Source excerpt:
##########
Louisiana Conservatives Concerned About the Death Penalty, “a network of conservatives who question the alignment of capital punishment with their conservative principles,” will hold a news conference to officially announce the group’s formation next Wednesday at 11 a.m. at Capitol Park Event Center’s Fishbowl Conference Room at 702 River Road North in Baton Rouge.

Speakers scheduled for the event include:

  • King Alexander of Lake Charles, a member of the Louisiana Republican State Central Committee;
  • David Marcantel of Jennings, member of the Louisiana Republican State Central Committee;
  • Robert Maness of Madisonville, member of the St. Tammany Republican Parish Executive Committee and unsuccessful candidate for a number of elected offices;
  • Marcus Maldonado of New Orleans, described as a “liberty activist;”
  • Hannah Cox, national manager, Conservatives Concerned About the Death Penalty.

Louisiana is one of 12 state-based CCADP groups the press release says are “part of a nationwide trend of conservatives rethinking capital punishment.”
##########
Records of labeled points:

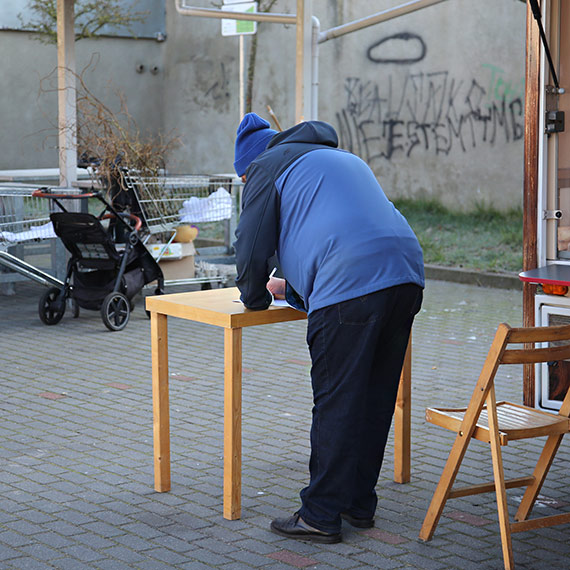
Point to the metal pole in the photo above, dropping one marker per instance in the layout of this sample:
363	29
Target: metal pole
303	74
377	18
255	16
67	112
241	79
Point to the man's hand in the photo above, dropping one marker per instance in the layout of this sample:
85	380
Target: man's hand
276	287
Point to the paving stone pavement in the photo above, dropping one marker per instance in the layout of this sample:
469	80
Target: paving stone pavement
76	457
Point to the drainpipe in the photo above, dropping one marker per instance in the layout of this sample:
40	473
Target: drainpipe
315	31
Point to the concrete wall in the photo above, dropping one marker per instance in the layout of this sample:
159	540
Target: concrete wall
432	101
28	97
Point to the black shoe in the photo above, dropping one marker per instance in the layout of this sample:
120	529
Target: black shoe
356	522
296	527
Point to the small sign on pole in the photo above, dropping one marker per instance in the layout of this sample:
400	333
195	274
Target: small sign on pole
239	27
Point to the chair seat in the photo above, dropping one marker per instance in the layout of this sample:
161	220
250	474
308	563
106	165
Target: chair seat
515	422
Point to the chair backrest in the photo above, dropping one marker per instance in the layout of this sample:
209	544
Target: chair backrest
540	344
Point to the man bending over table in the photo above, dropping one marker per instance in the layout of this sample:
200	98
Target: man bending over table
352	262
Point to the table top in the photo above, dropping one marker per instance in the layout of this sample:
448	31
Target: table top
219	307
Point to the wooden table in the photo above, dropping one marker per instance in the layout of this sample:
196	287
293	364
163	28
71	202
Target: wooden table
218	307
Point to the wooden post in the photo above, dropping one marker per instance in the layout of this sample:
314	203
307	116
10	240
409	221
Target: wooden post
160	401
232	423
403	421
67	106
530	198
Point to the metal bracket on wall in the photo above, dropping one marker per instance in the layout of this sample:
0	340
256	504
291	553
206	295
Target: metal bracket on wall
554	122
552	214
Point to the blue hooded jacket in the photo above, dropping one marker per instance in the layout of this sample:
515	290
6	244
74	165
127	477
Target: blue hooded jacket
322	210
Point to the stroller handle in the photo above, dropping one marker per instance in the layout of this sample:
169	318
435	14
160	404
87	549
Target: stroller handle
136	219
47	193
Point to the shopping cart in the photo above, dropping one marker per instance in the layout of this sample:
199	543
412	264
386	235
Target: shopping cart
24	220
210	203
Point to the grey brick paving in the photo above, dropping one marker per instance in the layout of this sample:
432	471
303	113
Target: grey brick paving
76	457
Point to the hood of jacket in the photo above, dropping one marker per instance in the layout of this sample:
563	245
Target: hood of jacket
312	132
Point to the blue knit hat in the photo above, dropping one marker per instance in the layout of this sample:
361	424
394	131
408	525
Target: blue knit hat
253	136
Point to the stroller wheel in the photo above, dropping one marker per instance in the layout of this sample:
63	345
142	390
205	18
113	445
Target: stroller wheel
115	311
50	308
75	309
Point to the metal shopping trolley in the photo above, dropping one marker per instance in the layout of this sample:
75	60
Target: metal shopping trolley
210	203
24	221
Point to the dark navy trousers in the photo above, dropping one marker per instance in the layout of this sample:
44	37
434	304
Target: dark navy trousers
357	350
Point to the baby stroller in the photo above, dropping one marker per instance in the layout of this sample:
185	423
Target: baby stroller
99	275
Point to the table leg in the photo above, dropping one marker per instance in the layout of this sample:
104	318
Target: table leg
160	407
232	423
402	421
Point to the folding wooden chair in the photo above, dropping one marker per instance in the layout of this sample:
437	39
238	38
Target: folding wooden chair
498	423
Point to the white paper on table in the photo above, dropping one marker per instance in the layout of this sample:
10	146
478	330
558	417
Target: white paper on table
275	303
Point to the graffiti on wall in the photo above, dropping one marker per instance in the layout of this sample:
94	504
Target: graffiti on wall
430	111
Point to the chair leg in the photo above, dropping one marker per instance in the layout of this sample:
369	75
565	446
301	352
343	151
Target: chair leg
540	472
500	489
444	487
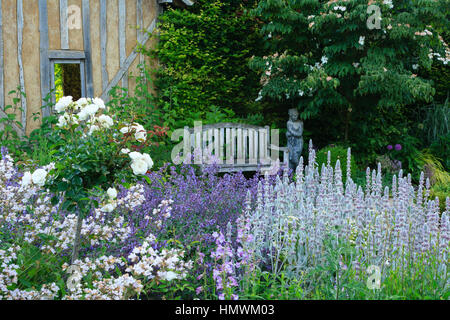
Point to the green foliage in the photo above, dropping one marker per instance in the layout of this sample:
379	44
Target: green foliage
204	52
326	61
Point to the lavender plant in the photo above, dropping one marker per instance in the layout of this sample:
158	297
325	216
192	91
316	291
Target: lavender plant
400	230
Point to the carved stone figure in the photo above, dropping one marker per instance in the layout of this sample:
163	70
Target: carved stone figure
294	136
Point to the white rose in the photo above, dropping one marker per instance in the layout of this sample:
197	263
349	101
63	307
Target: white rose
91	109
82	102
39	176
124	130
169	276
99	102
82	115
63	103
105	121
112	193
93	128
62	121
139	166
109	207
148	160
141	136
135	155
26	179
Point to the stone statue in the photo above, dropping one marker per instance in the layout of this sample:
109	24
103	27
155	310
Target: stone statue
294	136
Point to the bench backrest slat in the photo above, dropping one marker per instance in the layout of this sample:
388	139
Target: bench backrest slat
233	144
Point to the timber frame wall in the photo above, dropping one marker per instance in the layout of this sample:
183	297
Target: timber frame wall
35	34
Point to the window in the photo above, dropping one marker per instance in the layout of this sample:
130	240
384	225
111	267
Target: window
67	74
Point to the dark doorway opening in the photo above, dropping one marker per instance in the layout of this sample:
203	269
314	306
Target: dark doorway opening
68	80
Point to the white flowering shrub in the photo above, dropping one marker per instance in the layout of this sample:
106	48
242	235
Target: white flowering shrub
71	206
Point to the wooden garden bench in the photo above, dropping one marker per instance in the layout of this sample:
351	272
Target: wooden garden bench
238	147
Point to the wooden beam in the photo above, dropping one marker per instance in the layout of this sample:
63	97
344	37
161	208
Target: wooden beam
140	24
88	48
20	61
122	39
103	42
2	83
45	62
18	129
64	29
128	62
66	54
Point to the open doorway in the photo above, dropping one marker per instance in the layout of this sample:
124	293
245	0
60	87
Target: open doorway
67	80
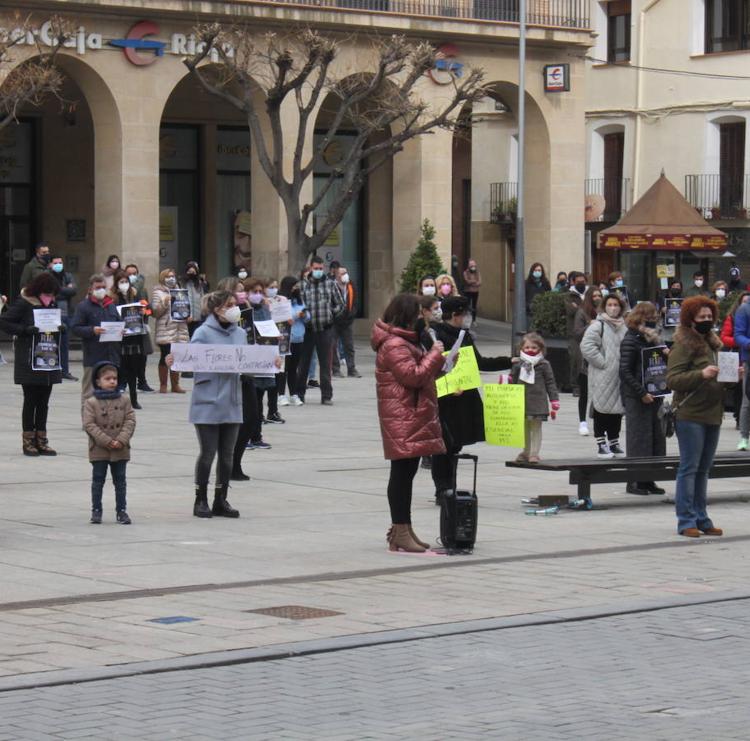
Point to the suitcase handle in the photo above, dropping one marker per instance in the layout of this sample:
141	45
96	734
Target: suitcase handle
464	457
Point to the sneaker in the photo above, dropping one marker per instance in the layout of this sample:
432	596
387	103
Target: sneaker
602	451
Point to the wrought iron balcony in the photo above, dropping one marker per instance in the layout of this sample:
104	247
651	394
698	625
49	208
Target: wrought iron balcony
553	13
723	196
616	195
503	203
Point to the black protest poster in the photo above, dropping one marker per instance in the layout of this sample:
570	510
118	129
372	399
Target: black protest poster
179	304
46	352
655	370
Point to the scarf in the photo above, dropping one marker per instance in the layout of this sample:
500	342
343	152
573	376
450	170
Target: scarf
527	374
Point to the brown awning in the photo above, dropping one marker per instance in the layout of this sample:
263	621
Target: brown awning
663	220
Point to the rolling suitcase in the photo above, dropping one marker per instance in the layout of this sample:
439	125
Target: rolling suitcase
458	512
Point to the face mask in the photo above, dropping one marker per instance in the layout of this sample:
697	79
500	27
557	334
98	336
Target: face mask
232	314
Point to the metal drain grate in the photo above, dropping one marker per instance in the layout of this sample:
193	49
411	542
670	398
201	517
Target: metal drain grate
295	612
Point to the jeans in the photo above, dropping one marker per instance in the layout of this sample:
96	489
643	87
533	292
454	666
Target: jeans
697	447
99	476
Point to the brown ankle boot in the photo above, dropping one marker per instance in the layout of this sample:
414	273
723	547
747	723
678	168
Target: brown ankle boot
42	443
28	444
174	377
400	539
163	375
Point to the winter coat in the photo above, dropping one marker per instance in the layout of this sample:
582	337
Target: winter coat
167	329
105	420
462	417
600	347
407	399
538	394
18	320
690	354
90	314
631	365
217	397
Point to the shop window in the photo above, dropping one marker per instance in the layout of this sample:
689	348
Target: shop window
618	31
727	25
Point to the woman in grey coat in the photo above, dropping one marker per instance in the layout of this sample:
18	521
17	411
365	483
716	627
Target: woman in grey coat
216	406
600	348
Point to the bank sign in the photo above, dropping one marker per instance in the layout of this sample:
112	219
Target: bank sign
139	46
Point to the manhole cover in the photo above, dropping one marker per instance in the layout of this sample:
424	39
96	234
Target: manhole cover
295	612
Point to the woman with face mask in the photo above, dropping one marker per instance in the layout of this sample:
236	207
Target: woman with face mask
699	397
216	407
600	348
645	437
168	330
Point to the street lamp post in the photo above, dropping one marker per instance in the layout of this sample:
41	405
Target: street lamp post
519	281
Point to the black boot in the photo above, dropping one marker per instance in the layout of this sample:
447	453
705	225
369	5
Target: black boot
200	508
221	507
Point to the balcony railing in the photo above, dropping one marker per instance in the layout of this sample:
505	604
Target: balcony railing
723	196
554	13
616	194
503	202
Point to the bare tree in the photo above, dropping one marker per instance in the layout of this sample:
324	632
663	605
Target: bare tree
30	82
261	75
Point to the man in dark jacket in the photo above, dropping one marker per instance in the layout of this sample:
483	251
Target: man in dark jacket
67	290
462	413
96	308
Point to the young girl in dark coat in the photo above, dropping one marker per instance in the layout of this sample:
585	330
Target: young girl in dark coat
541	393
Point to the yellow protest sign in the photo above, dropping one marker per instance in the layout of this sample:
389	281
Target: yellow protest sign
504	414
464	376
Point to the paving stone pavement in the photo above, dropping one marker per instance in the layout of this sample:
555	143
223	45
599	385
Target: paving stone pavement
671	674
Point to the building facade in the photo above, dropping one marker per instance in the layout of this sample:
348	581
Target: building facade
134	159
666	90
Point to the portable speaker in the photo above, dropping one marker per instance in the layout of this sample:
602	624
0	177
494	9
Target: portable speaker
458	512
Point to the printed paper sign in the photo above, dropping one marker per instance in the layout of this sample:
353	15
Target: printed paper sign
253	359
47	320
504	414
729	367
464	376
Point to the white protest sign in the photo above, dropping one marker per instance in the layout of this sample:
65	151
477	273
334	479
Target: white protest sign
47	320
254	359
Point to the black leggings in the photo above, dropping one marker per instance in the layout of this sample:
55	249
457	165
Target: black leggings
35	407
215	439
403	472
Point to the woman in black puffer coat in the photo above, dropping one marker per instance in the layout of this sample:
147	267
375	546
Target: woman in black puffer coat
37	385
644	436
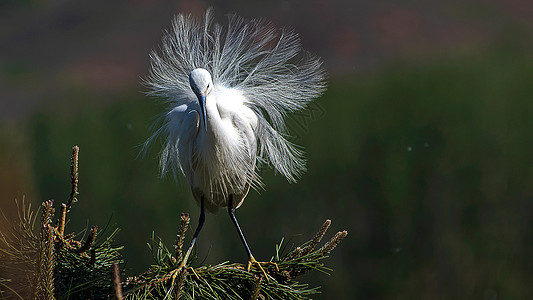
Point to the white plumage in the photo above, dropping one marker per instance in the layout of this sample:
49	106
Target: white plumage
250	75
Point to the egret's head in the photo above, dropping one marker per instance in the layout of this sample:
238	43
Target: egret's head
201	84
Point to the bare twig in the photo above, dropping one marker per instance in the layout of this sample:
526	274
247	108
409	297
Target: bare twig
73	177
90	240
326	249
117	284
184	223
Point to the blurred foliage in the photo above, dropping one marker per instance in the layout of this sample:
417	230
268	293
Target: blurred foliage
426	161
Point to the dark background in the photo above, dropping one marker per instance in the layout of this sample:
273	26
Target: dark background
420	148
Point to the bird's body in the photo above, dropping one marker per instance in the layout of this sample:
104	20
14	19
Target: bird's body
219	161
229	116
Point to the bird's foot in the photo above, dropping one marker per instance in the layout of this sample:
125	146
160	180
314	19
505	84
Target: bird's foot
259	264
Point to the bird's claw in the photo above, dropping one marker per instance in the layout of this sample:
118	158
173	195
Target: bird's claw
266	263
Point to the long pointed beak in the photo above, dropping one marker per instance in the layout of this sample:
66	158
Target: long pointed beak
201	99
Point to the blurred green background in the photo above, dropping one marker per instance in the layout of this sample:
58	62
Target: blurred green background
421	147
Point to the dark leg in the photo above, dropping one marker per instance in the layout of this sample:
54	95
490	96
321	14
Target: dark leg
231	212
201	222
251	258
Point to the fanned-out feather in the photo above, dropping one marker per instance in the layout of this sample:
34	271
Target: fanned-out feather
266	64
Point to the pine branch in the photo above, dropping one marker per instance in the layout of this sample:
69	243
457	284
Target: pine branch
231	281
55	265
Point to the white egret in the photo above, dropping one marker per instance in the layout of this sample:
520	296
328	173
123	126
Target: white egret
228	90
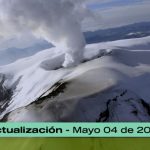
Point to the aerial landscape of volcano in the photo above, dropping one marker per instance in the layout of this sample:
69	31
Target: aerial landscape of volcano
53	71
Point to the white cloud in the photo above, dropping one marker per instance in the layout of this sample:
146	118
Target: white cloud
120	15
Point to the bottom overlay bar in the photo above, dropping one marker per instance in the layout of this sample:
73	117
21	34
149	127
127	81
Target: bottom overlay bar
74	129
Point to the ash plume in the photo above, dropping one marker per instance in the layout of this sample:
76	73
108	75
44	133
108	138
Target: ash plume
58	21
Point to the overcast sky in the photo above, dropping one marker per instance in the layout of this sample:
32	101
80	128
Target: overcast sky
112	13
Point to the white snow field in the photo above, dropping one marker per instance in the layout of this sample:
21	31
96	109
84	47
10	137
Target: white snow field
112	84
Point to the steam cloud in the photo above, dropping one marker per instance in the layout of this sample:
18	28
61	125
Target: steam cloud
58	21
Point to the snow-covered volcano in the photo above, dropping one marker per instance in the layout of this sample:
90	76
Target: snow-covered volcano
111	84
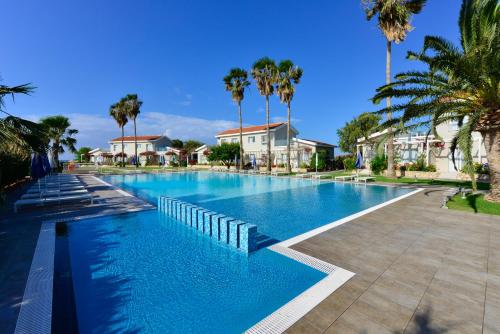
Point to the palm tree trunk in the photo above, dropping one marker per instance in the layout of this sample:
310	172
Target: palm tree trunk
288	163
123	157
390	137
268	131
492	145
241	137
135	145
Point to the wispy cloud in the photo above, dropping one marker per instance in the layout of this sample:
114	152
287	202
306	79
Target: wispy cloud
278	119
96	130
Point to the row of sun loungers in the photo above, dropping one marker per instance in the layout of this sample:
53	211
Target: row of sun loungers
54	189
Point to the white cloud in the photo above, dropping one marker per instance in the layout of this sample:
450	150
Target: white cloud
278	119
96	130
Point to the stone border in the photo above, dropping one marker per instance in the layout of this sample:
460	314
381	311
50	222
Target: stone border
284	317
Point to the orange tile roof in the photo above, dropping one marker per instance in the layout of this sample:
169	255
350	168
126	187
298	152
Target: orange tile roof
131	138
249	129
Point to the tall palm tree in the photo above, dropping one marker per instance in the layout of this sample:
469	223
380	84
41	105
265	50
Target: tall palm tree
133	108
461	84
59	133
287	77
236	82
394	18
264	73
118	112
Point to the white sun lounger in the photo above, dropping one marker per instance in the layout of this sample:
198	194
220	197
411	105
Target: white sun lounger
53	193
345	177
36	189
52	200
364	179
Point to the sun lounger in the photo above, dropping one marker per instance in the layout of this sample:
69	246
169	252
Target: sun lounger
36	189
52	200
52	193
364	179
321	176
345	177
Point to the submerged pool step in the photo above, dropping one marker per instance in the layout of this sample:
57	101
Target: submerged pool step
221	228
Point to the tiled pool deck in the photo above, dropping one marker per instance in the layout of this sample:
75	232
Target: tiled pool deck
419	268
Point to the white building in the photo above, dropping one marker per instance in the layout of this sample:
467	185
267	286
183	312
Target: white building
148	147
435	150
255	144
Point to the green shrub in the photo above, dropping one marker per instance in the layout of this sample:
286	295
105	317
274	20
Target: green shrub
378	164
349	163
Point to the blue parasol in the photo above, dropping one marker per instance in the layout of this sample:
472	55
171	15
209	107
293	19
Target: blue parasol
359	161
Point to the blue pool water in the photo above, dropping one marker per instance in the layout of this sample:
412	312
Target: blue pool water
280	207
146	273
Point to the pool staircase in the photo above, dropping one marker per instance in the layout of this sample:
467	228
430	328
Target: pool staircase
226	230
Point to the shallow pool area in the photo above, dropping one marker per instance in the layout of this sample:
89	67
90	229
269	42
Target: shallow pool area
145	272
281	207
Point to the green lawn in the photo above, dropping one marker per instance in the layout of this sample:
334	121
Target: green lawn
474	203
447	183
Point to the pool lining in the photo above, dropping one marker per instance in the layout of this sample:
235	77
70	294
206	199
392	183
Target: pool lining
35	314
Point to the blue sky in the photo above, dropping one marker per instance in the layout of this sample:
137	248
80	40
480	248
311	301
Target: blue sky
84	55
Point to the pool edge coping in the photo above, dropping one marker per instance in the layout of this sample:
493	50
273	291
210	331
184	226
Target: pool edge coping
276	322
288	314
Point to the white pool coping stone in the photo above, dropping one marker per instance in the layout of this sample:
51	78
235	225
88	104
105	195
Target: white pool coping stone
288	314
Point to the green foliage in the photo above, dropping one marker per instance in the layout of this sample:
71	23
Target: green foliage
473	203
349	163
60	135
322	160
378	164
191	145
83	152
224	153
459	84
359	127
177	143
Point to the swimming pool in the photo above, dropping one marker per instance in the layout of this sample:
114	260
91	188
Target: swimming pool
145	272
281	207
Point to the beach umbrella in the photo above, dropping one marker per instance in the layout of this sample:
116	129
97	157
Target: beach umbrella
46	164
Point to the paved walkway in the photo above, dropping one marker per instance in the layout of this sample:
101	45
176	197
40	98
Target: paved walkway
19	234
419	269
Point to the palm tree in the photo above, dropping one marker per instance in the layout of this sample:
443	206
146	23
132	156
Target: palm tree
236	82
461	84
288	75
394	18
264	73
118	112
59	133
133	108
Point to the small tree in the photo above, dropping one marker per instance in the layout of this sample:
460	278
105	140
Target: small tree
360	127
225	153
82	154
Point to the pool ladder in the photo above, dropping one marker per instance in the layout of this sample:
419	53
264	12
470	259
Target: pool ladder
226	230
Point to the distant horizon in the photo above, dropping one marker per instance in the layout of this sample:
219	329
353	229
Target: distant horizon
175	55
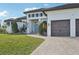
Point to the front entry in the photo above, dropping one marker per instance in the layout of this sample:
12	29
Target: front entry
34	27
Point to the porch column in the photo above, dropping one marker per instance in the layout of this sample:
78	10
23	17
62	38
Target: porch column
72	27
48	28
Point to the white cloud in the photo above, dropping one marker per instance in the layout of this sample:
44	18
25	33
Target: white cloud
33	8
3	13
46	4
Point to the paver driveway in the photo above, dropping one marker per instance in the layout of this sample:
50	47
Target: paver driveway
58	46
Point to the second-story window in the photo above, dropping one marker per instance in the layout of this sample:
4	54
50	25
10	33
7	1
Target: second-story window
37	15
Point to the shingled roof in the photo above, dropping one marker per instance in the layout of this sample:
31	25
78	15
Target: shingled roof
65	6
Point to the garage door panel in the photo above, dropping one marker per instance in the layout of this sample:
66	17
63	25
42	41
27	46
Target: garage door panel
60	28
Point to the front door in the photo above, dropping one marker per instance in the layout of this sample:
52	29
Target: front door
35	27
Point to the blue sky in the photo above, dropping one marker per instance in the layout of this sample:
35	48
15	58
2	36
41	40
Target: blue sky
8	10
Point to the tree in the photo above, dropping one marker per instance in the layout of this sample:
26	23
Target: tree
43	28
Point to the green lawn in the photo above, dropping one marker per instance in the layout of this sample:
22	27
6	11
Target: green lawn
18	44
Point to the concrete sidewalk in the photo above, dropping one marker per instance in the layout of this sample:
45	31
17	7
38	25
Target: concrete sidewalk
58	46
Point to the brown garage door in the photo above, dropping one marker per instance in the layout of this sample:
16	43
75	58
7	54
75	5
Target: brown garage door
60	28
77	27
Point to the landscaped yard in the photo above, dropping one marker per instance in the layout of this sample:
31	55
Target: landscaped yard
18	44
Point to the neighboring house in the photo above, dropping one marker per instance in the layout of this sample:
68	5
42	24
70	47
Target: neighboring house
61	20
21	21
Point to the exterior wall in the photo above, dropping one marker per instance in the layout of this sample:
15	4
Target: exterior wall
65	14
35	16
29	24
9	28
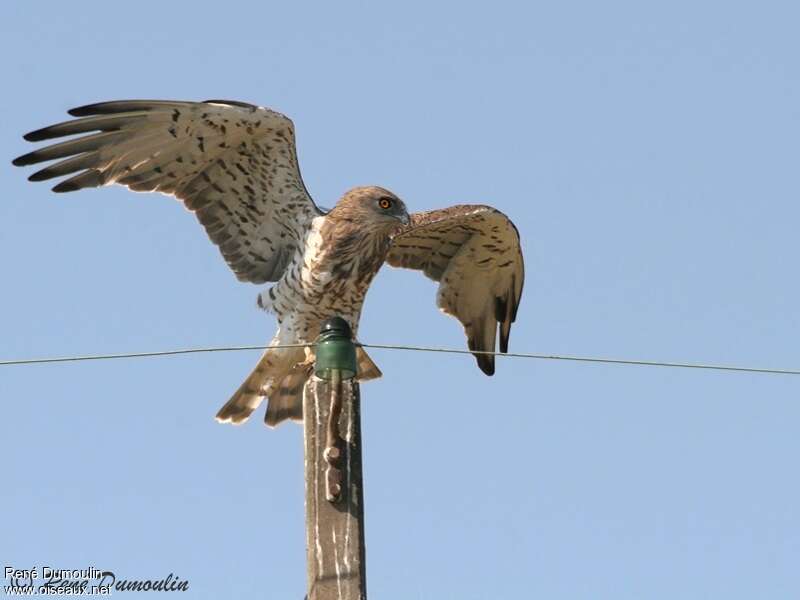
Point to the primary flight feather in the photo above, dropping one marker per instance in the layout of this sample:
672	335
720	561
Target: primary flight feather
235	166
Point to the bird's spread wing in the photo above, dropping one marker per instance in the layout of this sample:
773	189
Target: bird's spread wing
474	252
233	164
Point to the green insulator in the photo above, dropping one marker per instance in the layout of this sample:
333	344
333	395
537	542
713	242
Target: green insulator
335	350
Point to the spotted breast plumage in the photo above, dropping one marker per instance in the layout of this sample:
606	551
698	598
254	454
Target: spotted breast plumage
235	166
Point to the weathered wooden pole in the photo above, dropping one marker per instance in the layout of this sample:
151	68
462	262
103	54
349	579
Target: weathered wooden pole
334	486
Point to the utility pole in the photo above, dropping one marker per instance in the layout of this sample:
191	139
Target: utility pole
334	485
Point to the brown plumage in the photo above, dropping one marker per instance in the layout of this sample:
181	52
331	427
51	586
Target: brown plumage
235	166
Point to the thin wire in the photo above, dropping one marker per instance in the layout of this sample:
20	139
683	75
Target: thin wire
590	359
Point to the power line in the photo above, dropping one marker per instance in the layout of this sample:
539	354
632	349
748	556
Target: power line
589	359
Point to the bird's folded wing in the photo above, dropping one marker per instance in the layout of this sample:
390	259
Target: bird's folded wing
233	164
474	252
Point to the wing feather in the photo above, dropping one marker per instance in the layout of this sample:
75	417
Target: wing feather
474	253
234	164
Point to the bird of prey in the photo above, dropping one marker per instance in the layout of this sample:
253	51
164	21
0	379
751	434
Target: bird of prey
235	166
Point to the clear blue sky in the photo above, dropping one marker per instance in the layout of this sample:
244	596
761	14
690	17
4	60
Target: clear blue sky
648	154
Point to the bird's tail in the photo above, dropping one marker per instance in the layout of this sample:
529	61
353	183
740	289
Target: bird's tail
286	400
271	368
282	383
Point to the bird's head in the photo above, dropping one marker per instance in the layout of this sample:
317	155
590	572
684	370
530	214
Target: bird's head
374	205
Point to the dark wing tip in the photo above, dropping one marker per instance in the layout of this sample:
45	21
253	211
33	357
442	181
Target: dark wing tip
##########
Set of tasks:
[a] Answer these questions about the announcement above, one answer per line:
(i) At what time will the news conference start?
(ii) What town is David Marcantel from?
(iii) How many state-based CCADP groups does the press release say there are?
[b] Identify every line in the entries that contains the word "wispy", and copy each such line. Case counts.

Final answers:
[a]
(i) 11 a.m.
(ii) Jennings
(iii) 12

[b]
Point to the wispy cloud in the photo above, dropping one marker per instance in the layout of this sample:
Target: wispy cloud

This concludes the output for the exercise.